* [Sezione di testo]

Ciò che prima era fonte di godimento, oggi viene visto come stortura.

Tutti coloro che si lamentano, per certi versi a ragione, del calcio-business o dei troppi interessi che muovono intorno allo sport, dovrebbero per coerenza interessarsi allo sport dilettantistico.
Ma quando la passione la fa da padrone, anche se involontariamente, diventiamo complici del sistema e delle sue criticità.

 c) IL CAMPIONATO SAUDITA NON E COMPETIVO NE’ STORICAMENTE IMPORTANTE.

Accantonate le disquisizioni di natura etica, è doveroso considerare un’ulteriore obiezione mossa da coloro i quali rifuggono dal pensiero testé proposto, ovvero che il sistema saudita sia il medesimo con cui, prima dell’Arabia, altri contesti attraevano i campioni.

Si tende a pensare che l’accettazione delle suddette offerte sottenda uno svilimento sportivo e professionale in quanto la Lega Saudita non può considerarsi un campionato evoluto dal punto di vista calcistico, né può vantare uno storico importante da renderla calcisticamente prestigiosa.

Ma cos’è che rende un campionato evoluto? Quand’è che possiamo parlare di livello elevato di un torneo?

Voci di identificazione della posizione

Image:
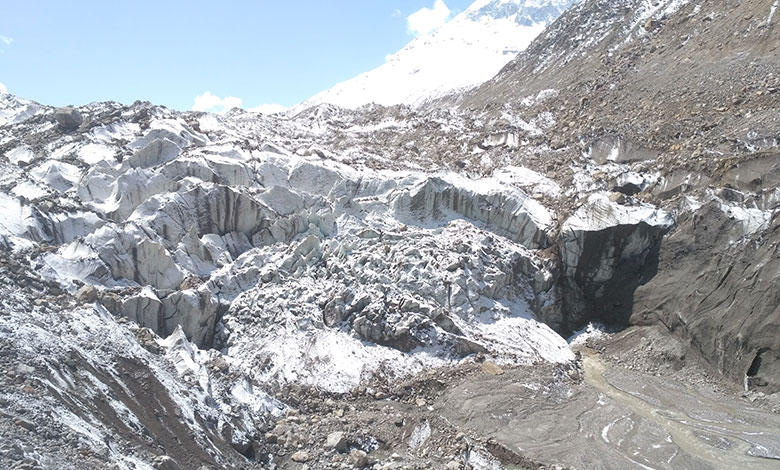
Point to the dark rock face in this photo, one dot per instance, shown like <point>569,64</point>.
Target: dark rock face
<point>720,293</point>
<point>602,269</point>
<point>69,119</point>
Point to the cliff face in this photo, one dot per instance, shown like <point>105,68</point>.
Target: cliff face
<point>689,92</point>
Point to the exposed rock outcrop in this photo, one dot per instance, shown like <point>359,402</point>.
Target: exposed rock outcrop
<point>68,118</point>
<point>717,287</point>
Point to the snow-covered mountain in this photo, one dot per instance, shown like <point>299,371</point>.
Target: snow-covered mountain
<point>462,53</point>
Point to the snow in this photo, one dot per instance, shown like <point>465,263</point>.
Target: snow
<point>94,153</point>
<point>600,213</point>
<point>462,53</point>
<point>21,155</point>
<point>593,331</point>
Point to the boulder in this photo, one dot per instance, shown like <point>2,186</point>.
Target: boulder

* [Cosa fare] Riprendi il testo sul campionato saudita a partire dall'ultima frase riportata e proseguine l'argomentazione.

* [Risposta scritta]
 A nostro avviso sono i protagonisti (calciatori, allenatori) a dare lustro al campionato di riferimento.

Al momento della riapertura delle frontiere in Italia, nel 1980, la qualità della serie A non era di primo livello. Lo è diventata grazie a campioni eccezionali i quali, complice il limite del numero di stranieri per squadra, hanno migliorato i compagni e le compagini di appartenenza.

Senza considerare l’evoluzione degli allenatori e di alcuni (purtroppo non tutti) tra i dirigenti.
E poi, via via, gli sponsor, gli investimenti, l’interesse del pubblico, l’importanza della Lega e della Federazione.
Tutto è andato in divenire.

All’esito delle esperienze degli USA sul finire degli anni 70 e della Cina di qualche anno fa, verrebbe da pensare sia molto complesso far evolvere seriamente un campionato estraneo a quelli  storicamente noti.

La questione saudita, tuttavia, potrebbe offrire un esito differente.

In primo luogo perché, a differenza degli Usa di fine anni 70 e della Cina di qualche anno fa, a sbarcare in Arabia Saudita sono le stelle assolute.

Se inizialmente si era pensato ad un approdo di CR7 alla ricerca di un prepensionamento dorato, i nomi che lo hanno seguito a suon di milioni, ci raccontano di calciatori di prim’ordine ancora nel pieno dell’attività.

In secondo battuta perchè la Lega Araba, a differenza di quella cinese, sembra godere di una totale autonomia che non dovrebbe vederla dipendere dalle istituzioni politico-governative che la sostengono per un piano quantomeno decennale.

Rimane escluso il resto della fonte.